→ **WHAT TO DO**: Reproduce verbatim the lines of the material below, starting at the line containing "In this exercise you will locate the ponytail" and ending at the line containing "<point>482,444</point>".

→ **SUPPLIED MATERIAL**:
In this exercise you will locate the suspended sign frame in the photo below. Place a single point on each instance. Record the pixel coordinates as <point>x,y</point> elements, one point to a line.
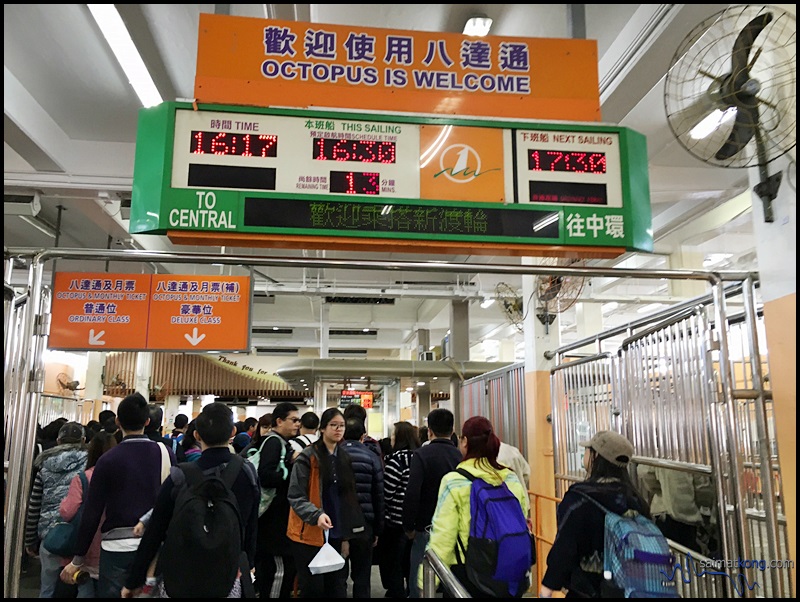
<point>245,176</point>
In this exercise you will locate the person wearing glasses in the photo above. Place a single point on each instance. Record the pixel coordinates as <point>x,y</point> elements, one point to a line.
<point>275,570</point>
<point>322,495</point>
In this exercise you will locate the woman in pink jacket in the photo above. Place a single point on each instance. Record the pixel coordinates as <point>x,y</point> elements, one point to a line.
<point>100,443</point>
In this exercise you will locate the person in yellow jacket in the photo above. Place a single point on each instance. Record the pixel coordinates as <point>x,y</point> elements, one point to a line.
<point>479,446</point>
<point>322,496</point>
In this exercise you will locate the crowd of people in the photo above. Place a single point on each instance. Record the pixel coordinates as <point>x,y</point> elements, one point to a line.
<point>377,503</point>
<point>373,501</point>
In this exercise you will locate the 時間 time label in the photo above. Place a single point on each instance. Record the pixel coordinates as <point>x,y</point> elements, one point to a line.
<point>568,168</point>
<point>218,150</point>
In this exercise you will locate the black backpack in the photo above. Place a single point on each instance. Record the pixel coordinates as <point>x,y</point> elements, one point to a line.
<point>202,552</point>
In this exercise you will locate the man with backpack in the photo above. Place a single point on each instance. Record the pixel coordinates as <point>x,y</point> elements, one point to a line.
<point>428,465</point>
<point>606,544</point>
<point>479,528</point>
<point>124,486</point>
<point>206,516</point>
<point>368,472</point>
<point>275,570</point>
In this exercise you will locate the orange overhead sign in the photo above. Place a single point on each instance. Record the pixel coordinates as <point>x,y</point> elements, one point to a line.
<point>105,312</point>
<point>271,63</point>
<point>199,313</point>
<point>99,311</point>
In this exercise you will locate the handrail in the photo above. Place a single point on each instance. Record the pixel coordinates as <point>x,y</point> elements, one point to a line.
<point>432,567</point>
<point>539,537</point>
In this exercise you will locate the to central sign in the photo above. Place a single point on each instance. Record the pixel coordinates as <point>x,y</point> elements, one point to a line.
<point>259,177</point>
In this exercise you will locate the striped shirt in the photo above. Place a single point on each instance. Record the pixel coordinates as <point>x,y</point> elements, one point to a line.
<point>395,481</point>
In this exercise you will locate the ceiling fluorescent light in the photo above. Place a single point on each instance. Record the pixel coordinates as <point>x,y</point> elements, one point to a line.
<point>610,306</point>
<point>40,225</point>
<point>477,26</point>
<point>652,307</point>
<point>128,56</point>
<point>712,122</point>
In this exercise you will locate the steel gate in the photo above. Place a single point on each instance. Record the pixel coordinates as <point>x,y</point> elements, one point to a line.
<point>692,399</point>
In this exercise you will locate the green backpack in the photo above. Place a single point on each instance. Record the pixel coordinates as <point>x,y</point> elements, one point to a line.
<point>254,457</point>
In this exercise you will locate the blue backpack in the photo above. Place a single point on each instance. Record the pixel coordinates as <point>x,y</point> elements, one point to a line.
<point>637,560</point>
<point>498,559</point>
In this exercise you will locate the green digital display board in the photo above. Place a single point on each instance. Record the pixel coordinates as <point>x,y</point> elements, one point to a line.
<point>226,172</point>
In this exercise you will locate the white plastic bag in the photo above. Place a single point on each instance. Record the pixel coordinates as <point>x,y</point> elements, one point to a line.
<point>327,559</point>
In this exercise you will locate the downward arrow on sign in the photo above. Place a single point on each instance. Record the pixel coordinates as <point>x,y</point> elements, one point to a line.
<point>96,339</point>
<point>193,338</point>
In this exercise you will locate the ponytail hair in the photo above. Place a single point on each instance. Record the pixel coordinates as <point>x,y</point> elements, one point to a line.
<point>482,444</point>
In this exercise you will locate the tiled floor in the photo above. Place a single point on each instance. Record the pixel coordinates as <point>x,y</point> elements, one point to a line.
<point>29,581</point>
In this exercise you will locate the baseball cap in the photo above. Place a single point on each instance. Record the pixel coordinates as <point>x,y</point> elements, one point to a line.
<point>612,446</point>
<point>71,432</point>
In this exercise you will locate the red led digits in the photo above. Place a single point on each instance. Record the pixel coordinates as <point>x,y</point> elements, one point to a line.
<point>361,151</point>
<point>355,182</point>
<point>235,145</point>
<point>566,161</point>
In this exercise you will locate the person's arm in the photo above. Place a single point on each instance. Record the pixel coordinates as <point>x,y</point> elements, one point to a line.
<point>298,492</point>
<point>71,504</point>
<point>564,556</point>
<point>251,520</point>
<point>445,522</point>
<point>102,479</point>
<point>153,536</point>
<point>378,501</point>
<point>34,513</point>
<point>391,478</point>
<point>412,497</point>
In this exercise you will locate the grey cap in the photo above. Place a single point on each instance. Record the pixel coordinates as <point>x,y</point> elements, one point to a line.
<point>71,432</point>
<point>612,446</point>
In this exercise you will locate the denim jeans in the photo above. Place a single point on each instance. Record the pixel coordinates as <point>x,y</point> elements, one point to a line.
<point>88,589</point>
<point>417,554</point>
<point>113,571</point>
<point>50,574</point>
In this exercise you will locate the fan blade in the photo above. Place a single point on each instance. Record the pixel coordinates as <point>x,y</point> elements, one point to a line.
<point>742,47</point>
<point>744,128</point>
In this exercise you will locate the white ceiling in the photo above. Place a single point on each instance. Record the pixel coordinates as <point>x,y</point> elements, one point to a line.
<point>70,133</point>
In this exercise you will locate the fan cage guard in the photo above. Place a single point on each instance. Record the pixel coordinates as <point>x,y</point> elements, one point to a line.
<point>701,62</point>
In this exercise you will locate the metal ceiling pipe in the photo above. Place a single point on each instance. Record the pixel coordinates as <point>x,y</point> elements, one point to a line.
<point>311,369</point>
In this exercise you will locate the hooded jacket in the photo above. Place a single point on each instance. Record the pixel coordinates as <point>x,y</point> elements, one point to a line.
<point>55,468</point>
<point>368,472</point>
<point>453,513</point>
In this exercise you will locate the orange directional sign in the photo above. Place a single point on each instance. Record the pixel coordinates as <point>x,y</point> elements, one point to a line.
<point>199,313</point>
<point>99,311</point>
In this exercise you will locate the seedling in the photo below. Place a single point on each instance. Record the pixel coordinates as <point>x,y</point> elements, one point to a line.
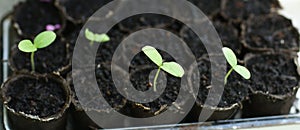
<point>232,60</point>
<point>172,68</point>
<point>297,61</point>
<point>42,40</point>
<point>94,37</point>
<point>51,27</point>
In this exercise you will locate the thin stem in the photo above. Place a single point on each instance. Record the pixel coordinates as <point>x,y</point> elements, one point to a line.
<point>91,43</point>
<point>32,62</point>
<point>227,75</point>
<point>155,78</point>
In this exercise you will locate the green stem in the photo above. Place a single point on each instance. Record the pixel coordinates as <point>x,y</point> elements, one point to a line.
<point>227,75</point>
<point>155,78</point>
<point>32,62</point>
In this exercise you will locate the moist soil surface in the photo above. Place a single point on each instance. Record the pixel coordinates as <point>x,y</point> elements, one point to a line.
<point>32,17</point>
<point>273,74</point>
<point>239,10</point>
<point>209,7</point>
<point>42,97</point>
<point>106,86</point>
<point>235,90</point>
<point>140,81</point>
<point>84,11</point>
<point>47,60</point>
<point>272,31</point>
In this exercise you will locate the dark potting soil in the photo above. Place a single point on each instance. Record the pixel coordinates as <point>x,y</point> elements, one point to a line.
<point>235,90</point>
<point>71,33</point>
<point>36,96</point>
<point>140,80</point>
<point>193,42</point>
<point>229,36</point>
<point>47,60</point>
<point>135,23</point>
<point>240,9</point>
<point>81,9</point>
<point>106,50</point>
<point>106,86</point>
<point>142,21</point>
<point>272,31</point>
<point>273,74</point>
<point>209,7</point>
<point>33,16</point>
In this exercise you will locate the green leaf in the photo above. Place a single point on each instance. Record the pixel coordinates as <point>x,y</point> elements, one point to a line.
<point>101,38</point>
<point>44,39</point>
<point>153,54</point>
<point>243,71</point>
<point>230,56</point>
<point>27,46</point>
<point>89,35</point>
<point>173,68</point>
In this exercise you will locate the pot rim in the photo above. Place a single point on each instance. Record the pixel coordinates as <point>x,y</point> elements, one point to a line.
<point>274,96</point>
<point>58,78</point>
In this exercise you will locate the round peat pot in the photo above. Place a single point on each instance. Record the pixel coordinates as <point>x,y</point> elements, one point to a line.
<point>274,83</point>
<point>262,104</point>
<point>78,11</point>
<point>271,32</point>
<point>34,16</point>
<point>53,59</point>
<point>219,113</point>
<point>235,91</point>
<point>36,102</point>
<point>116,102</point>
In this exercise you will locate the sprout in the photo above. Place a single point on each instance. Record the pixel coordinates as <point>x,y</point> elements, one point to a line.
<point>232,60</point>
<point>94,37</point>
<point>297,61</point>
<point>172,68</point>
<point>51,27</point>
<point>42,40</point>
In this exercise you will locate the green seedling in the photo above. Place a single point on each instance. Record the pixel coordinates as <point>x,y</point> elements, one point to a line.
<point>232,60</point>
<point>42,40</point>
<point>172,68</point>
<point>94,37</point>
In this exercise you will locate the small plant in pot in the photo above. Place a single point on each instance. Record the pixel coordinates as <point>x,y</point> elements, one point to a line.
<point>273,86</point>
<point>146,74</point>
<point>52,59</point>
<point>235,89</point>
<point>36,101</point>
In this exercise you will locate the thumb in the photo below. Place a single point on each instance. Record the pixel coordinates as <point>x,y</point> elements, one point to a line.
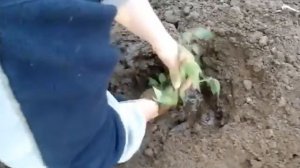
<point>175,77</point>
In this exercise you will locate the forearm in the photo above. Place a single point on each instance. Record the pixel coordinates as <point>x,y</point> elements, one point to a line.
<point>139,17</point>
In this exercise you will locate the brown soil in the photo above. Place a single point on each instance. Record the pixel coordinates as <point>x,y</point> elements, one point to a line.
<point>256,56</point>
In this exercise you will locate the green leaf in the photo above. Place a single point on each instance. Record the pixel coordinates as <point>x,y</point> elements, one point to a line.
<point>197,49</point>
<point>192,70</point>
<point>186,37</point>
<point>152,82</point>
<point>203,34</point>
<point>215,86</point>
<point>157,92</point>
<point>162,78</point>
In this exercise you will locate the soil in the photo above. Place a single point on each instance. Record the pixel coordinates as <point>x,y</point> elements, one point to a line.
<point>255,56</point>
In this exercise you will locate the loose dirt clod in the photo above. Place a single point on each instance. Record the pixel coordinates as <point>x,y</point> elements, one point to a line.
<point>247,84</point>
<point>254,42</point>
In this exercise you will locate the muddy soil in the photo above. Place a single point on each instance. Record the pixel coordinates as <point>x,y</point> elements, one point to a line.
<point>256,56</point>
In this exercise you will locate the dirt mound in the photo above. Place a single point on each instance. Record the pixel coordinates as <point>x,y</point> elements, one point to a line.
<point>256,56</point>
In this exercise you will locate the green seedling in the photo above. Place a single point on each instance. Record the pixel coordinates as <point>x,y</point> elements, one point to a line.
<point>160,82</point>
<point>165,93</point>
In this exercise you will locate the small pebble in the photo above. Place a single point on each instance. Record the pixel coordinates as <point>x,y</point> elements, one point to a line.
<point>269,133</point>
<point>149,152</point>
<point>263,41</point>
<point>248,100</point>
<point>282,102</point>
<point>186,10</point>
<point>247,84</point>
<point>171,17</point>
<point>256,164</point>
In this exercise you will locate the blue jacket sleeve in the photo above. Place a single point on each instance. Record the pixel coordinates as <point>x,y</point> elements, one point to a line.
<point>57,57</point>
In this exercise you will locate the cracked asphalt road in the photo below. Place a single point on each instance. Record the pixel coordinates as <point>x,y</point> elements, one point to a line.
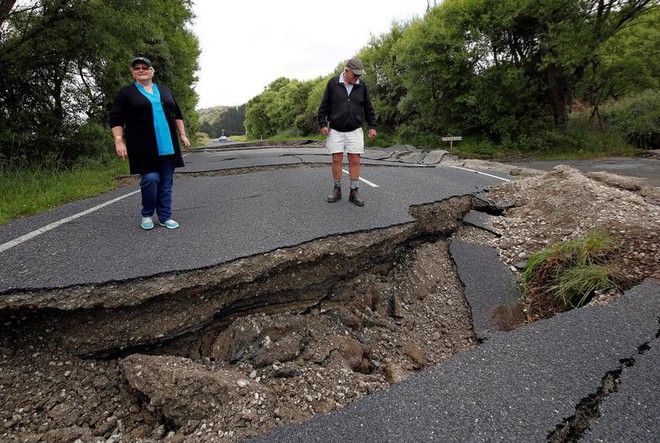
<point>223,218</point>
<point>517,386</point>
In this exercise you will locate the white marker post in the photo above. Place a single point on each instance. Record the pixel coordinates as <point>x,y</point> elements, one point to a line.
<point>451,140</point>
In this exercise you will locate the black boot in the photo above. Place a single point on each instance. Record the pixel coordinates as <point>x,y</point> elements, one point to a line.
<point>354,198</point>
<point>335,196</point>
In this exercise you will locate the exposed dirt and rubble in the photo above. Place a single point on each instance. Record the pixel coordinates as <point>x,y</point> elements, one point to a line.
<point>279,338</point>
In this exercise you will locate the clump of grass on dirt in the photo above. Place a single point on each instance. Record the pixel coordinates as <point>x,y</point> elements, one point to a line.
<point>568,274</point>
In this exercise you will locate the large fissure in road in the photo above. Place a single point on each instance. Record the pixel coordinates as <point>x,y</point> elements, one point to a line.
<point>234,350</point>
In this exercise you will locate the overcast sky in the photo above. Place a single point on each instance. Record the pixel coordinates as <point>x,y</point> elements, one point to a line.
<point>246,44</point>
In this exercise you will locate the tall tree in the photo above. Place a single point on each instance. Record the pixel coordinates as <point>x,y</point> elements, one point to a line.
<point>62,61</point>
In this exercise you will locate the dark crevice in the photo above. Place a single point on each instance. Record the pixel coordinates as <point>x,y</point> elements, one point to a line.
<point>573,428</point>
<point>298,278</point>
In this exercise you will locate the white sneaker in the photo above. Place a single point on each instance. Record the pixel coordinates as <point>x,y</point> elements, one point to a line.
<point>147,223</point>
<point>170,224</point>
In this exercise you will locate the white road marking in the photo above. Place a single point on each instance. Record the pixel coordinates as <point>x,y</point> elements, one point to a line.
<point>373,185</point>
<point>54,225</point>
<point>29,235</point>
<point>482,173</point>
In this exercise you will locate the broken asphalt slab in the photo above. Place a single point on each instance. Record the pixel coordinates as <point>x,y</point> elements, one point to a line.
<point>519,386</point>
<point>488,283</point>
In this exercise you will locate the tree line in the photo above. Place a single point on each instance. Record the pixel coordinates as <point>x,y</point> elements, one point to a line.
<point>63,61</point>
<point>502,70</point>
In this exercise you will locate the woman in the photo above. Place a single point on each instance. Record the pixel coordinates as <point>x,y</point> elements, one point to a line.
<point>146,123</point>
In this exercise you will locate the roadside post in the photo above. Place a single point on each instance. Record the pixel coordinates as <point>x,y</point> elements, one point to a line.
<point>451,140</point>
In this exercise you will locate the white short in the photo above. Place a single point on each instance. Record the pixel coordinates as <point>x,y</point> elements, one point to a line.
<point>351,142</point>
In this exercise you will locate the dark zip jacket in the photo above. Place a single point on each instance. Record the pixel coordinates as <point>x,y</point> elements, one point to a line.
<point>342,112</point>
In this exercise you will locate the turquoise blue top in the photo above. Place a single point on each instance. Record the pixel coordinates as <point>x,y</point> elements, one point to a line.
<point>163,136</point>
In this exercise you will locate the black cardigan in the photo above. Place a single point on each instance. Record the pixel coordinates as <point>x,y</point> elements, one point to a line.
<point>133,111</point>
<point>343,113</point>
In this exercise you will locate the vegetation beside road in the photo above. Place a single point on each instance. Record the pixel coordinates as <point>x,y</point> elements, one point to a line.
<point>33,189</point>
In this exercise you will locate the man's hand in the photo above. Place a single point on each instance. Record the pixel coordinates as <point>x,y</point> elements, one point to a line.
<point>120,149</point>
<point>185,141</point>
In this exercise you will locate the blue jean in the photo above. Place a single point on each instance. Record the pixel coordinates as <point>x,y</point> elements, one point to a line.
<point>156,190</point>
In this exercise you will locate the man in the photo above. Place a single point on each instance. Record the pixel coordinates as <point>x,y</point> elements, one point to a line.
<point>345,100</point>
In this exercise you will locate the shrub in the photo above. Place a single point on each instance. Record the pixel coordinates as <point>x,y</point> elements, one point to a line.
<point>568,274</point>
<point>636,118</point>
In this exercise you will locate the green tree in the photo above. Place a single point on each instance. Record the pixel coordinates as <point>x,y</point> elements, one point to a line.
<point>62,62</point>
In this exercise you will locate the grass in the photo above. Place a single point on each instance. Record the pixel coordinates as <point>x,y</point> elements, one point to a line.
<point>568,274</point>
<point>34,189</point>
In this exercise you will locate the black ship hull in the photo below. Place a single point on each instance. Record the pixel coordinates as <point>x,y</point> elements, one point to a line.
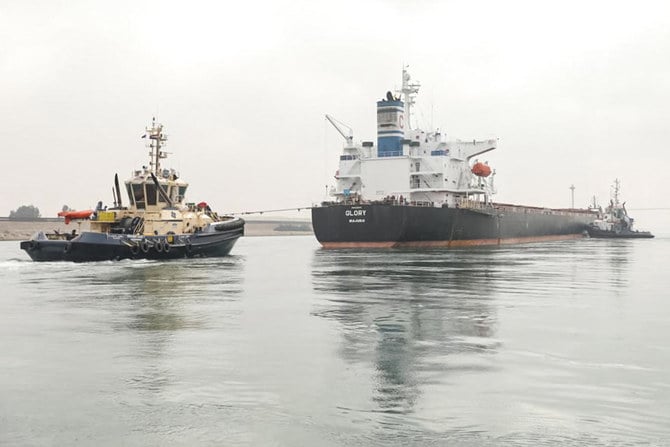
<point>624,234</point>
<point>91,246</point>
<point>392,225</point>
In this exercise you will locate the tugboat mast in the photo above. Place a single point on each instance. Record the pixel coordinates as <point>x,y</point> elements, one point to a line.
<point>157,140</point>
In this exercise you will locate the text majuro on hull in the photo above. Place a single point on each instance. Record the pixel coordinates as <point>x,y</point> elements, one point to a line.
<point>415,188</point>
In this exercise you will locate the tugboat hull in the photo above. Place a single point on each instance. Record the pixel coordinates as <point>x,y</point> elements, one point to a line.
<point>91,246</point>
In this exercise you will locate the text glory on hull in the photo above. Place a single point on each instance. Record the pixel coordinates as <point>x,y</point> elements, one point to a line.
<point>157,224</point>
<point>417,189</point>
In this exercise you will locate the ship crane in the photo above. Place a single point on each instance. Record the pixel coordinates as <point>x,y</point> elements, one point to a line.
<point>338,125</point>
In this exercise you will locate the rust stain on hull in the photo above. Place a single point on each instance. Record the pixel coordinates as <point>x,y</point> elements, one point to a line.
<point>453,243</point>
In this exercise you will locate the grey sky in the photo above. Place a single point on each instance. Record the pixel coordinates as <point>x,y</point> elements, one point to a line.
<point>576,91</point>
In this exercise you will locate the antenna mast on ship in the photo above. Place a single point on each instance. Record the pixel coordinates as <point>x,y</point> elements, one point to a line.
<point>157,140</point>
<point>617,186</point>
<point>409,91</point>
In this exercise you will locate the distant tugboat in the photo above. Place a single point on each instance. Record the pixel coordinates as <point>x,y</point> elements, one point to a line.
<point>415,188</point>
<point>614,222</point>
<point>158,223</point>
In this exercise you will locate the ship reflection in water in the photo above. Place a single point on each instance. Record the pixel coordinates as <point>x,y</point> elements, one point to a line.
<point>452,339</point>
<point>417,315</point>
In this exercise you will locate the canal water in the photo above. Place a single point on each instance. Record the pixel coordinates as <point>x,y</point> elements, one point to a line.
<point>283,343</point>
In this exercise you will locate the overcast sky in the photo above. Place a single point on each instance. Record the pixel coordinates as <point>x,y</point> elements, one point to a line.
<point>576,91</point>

→ **PROBLEM SOLUTION**:
In this exercise you will locate the ponytail hair in the photo above. Place a single point on each instance. Record the pixel coordinates as <point>x,y</point> elements, one point to a line.
<point>482,444</point>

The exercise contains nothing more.